_TASK STATEMENT_
Could you give the records below again exactly, without the pictures?

┌────────

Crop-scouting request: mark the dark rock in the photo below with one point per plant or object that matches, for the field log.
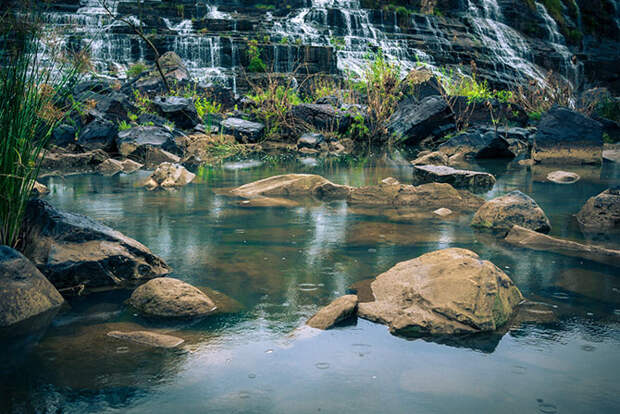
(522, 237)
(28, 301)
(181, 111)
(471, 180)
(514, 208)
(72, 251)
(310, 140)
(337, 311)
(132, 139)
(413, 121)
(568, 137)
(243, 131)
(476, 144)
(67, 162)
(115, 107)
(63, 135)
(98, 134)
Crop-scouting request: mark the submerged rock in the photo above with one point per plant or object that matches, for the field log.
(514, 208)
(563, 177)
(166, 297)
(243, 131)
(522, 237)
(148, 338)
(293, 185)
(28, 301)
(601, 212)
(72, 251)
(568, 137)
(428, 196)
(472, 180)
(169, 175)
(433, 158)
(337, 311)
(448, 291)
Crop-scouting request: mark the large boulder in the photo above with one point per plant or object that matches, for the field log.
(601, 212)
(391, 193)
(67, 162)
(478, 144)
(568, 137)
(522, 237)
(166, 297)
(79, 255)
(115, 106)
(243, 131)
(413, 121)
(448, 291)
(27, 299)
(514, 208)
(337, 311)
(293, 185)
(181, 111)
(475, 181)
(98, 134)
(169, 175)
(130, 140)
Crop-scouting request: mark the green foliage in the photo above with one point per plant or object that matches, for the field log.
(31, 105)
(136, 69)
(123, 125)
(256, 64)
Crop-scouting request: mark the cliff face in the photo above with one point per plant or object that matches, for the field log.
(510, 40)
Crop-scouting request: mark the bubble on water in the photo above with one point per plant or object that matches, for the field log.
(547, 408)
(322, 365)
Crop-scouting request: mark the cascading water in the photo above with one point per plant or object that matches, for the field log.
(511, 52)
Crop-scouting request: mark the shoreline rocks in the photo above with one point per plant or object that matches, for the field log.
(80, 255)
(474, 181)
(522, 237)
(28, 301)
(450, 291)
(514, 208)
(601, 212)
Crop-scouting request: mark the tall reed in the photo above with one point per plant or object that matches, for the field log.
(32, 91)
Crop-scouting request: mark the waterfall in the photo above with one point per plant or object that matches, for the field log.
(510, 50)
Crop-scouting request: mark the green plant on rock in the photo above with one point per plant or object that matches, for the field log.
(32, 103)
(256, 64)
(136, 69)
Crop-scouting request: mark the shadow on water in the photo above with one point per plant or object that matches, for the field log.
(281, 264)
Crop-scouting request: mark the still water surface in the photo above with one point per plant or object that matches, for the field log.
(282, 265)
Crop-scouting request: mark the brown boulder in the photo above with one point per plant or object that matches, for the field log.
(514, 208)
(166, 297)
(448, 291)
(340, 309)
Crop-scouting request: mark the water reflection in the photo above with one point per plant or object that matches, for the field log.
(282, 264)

└────────

_RESPONSE_
Crop-scouting request: mark the dark rock in the photo below with one point per plant or object that matches, for the field log.
(522, 237)
(28, 301)
(181, 111)
(471, 180)
(514, 208)
(72, 251)
(310, 140)
(337, 311)
(132, 139)
(413, 121)
(568, 137)
(243, 131)
(476, 144)
(67, 162)
(115, 107)
(63, 135)
(98, 134)
Crop-scouting request: mark the submerged rock in the photo above with one point per plant or object that matches, for the field log.
(514, 208)
(563, 177)
(166, 297)
(243, 131)
(522, 237)
(148, 338)
(293, 185)
(28, 301)
(601, 212)
(72, 251)
(568, 137)
(428, 196)
(472, 180)
(169, 175)
(433, 158)
(337, 311)
(448, 291)
Crop-scouting request: mark the large boulder in the photo above with one point per plant or object that matches, for the field log.
(601, 212)
(391, 193)
(67, 162)
(478, 144)
(568, 137)
(522, 237)
(166, 297)
(79, 255)
(115, 106)
(243, 131)
(413, 121)
(448, 291)
(27, 299)
(514, 208)
(337, 311)
(293, 185)
(181, 111)
(475, 181)
(98, 134)
(169, 175)
(130, 140)
Crop-scouting request: mark the green foliage in the photo above with one point per plant or object that matches, for the field log.
(31, 105)
(136, 69)
(123, 125)
(256, 64)
Crop-scouting request: mark the cliff face in the photo above with one point per plant or object that matches, for the field log.
(510, 40)
Crop-scouting request: mark the bubble on water in the photo above with one point per plant or object that matches, for the field log.
(547, 408)
(322, 365)
Crop-scouting request: mark the cascading water in the photo above with one point per plant or object that matches, for the field log.
(511, 52)
Crop-scouting request: mark the shoreline rocks in the photo above with one point per plant or object that matches, for the field log.
(80, 255)
(474, 181)
(522, 237)
(28, 301)
(450, 291)
(514, 208)
(601, 212)
Crop-scouting request: mark the tall reed in the photo above with one point per plant or object that matches, for the field log.
(32, 91)
Crop-scouting request: mark the waterfall in the photo above with one point per plant or object that matches, for the field log.
(510, 50)
Crop-scouting request: mark the green plant on rock in the photo above with one point per plant or object that matches, for the field log.
(32, 103)
(256, 64)
(136, 69)
Crop-scouting request: mark the shadow on water in the photo above with one point per plant or object that matches, for the field log.
(281, 264)
Crop-scouting request: mark the still water surface in the photo above with one point per plant or object that matches, for the field log.
(282, 265)
Crop-scouting request: mark the brown boulder in the photo above with one point per plant or object that matches, for the field log.
(514, 208)
(166, 297)
(448, 291)
(340, 309)
Crop-scouting request: mark the water reflection in the photo above with one point per plant or object that matches, for the field log.
(282, 264)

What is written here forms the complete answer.